-- Entries supplied start --
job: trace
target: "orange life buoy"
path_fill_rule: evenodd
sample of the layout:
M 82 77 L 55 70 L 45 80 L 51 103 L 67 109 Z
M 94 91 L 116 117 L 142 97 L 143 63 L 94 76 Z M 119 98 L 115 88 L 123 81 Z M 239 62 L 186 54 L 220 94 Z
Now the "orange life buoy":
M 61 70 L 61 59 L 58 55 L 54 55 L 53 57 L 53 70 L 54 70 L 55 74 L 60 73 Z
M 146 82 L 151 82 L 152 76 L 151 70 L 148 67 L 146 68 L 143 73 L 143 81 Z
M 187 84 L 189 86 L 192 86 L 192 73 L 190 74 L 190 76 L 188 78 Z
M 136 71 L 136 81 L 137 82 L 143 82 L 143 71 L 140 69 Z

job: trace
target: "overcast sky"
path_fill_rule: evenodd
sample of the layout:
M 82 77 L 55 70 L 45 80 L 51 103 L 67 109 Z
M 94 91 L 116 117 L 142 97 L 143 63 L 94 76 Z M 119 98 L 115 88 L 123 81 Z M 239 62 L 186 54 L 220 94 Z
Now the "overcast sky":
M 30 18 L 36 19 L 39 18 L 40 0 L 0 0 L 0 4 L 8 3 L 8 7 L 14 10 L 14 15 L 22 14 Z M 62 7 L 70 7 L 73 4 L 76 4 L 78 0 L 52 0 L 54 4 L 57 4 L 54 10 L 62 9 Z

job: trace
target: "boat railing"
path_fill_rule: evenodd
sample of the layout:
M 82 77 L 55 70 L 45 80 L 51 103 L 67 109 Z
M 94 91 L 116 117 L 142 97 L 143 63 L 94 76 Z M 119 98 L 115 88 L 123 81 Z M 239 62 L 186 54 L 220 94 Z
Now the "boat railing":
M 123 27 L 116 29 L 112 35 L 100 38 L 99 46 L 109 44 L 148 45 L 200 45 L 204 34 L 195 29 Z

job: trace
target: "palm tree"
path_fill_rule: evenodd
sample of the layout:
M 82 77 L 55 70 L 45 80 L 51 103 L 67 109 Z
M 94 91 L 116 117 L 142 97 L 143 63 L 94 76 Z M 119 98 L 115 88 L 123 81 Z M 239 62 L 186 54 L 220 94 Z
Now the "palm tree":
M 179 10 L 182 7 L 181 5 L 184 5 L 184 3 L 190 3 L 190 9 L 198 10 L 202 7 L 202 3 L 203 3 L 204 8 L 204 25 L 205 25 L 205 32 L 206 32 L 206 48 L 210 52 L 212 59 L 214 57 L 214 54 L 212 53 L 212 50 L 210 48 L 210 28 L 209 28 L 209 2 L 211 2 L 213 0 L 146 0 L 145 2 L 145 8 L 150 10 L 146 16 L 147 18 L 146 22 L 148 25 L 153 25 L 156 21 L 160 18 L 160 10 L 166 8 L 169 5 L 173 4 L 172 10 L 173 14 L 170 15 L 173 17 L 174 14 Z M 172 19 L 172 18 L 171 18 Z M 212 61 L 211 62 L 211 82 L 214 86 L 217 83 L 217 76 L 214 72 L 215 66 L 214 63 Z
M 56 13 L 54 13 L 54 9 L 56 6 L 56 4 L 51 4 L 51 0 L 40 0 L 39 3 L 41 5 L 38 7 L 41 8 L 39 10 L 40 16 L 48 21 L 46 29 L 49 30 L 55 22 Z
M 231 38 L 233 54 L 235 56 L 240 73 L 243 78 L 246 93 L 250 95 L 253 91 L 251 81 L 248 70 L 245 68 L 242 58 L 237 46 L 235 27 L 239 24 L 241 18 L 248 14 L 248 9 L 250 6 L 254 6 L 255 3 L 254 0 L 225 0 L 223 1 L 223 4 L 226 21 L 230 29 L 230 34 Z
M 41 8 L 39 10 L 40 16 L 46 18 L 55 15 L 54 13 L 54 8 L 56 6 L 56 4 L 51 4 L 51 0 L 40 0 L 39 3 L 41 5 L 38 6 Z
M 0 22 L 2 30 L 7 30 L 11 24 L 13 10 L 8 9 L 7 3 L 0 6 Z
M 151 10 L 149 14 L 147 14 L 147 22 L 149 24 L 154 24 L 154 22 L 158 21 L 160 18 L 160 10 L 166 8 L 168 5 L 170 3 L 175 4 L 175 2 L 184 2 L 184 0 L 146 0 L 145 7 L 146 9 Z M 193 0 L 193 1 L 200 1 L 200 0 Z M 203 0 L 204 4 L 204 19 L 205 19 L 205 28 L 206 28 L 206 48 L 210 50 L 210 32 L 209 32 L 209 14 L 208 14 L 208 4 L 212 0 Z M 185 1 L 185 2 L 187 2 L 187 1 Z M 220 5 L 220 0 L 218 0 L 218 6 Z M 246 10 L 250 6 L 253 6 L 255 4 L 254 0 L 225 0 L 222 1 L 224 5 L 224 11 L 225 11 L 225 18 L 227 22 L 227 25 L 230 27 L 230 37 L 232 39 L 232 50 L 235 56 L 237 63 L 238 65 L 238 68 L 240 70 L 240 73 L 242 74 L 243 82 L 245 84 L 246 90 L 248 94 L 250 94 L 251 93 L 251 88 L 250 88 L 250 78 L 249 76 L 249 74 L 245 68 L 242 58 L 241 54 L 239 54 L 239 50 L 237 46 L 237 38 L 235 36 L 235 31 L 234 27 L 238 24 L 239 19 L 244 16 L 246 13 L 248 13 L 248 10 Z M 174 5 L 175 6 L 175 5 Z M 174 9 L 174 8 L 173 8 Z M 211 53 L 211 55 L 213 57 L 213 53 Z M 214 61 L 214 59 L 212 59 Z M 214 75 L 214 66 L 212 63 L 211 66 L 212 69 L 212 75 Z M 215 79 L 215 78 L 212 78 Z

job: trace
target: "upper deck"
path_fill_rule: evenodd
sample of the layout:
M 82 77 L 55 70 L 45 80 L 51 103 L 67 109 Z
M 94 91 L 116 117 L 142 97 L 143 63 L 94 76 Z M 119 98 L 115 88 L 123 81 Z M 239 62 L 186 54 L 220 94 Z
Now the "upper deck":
-- Entries supplied end --
--- Work required ---
Write out all of the lines above word for word, changing nothing.

--- Final result ---
job: trace
target: "orange life buoy"
path_fill_rule: evenodd
sample of the layout:
M 82 77 L 55 70 L 45 80 L 51 103 L 67 109 Z
M 94 91 L 116 117 L 142 97 L 143 63 L 94 76 Z M 119 98 L 115 88 L 123 81 Z M 239 62 L 186 54 L 220 94 Z
Now the "orange life buoy":
M 61 70 L 61 59 L 58 55 L 54 55 L 53 57 L 53 70 L 54 70 L 55 74 L 60 73 Z
M 146 82 L 151 82 L 152 76 L 151 70 L 148 67 L 146 68 L 143 73 L 143 81 Z
M 187 84 L 189 86 L 192 86 L 192 73 L 190 74 L 190 76 L 188 78 Z
M 136 71 L 136 81 L 137 82 L 143 82 L 143 71 L 140 69 Z

job: trace
target: "overcast sky"
path_fill_rule: evenodd
sample of the layout:
M 82 77 L 55 70 L 45 80 L 51 103 L 67 109 Z
M 94 91 L 116 117 L 142 97 L 143 63 L 94 76 Z M 119 98 L 115 88 L 123 81 Z M 239 62 L 186 54 L 220 94 Z
Now the "overcast sky":
M 30 18 L 36 19 L 39 18 L 40 0 L 0 0 L 0 4 L 8 3 L 8 7 L 14 10 L 14 15 L 22 14 Z M 62 7 L 70 7 L 73 4 L 76 4 L 78 0 L 52 0 L 54 4 L 57 4 L 54 10 L 62 9 Z

job: trace
target: "boat railing"
path_fill_rule: evenodd
sample of the layout:
M 82 77 L 55 70 L 45 80 L 51 103 L 67 109 Z
M 94 91 L 116 117 L 142 97 L 143 63 L 94 76 Z M 119 98 L 115 88 L 123 81 Z M 239 62 L 186 54 L 220 94 Z
Now the "boat railing":
M 123 27 L 116 29 L 112 35 L 100 38 L 99 46 L 109 44 L 148 45 L 200 45 L 204 34 L 195 29 Z

job: trace
target: "palm tree"
path_fill_rule: evenodd
sample of the layout:
M 82 77 L 55 70 L 45 80 L 51 103 L 67 109 Z
M 94 91 L 116 117 L 142 97 L 143 63 L 94 76 Z M 119 98 L 115 88 L 123 81 Z M 239 62 L 186 54 L 220 94 Z
Now the "palm tree":
M 179 10 L 182 7 L 181 5 L 184 5 L 184 3 L 190 3 L 190 9 L 198 10 L 202 7 L 202 3 L 203 3 L 204 8 L 204 25 L 205 25 L 205 32 L 206 32 L 206 48 L 210 52 L 212 59 L 214 57 L 214 54 L 212 53 L 212 50 L 210 48 L 210 28 L 209 28 L 209 2 L 211 2 L 213 0 L 146 0 L 145 2 L 145 8 L 150 10 L 146 16 L 147 18 L 146 22 L 148 25 L 153 25 L 156 21 L 160 18 L 160 10 L 166 8 L 169 5 L 173 4 L 172 10 L 173 14 L 170 15 L 173 17 L 174 14 Z M 172 19 L 172 18 L 171 18 Z M 212 61 L 211 62 L 211 82 L 214 86 L 217 83 L 217 76 L 214 72 L 215 66 L 214 63 Z
M 56 13 L 54 13 L 54 9 L 56 6 L 56 4 L 51 4 L 51 0 L 40 0 L 39 3 L 41 5 L 38 7 L 41 8 L 39 10 L 40 16 L 48 21 L 46 29 L 49 30 L 55 22 Z
M 231 38 L 233 54 L 235 56 L 240 73 L 243 78 L 246 93 L 250 95 L 253 91 L 251 81 L 248 70 L 245 68 L 242 58 L 237 46 L 235 27 L 239 24 L 241 18 L 248 14 L 248 9 L 250 6 L 254 6 L 255 3 L 254 0 L 225 0 L 223 1 L 223 4 L 226 21 L 230 29 L 230 34 Z
M 41 8 L 39 10 L 40 16 L 46 18 L 55 15 L 54 13 L 54 8 L 56 6 L 56 4 L 51 4 L 51 0 L 40 0 L 39 3 L 41 5 L 38 6 Z
M 0 22 L 2 30 L 7 30 L 11 24 L 13 10 L 8 9 L 7 3 L 0 6 Z
M 151 10 L 149 14 L 147 14 L 147 22 L 149 24 L 154 24 L 154 22 L 158 21 L 160 18 L 160 10 L 166 8 L 168 5 L 170 3 L 175 4 L 175 2 L 184 2 L 184 0 L 146 0 L 145 7 L 146 9 Z M 193 0 L 193 1 L 200 1 L 200 0 Z M 203 0 L 204 4 L 204 19 L 205 19 L 205 28 L 206 28 L 206 48 L 210 50 L 210 32 L 209 32 L 209 14 L 208 14 L 208 4 L 212 0 Z M 185 1 L 185 2 L 187 2 L 187 1 Z M 220 5 L 220 0 L 218 0 L 218 6 Z M 246 10 L 250 6 L 253 6 L 255 4 L 254 0 L 225 0 L 222 1 L 224 5 L 224 11 L 225 11 L 225 18 L 227 22 L 227 25 L 230 27 L 230 37 L 232 39 L 232 50 L 235 56 L 237 63 L 238 65 L 238 68 L 240 70 L 240 73 L 242 74 L 243 82 L 245 84 L 246 90 L 248 94 L 250 94 L 251 93 L 251 88 L 250 88 L 250 78 L 249 76 L 249 74 L 245 68 L 242 58 L 241 54 L 239 54 L 239 50 L 237 46 L 237 38 L 235 36 L 235 31 L 234 27 L 238 24 L 239 19 L 244 16 L 246 13 L 248 13 L 248 10 Z M 174 5 L 175 6 L 175 5 Z M 174 9 L 174 8 L 173 8 Z M 211 53 L 211 55 L 213 57 L 213 53 Z M 214 61 L 214 59 L 212 59 Z M 214 75 L 214 66 L 212 63 L 211 66 L 212 69 L 212 75 Z M 215 79 L 215 78 L 212 78 Z

job: trace
target: "upper deck"
path_fill_rule: evenodd
sample of the layout:
M 82 77 L 55 70 L 45 80 L 51 103 L 67 109 Z
M 94 91 L 116 117 L 142 97 L 143 63 L 94 76 Z M 119 98 L 115 88 L 123 81 Z M 239 62 L 186 54 L 220 94 Z
Now the "upper deck":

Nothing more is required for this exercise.